(Record excerpts Opens)

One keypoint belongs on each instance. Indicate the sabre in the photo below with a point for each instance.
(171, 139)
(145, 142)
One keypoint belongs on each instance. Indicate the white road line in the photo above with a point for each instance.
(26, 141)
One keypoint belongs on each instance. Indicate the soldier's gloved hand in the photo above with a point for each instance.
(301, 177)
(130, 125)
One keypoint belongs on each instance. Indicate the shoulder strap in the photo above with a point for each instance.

(Record excerpts Closes)

*Instructions to follow*
Return the material in full, exactly as shown.

*Task answer*
One keypoint belongs on each instance. Indicate the sabre in the photo below with a point for each instance.
(171, 139)
(145, 142)
One keypoint belongs on each instance. Indicate the white road line in the photo above with a point for each instance.
(26, 141)
One keypoint belongs on each instance. Indicate the soldier's gloved hand in the photo above with a point for each instance.
(301, 177)
(130, 125)
One keypoint belongs on each instance. Indicate the shoulder strap in the photo above with a point for each instance.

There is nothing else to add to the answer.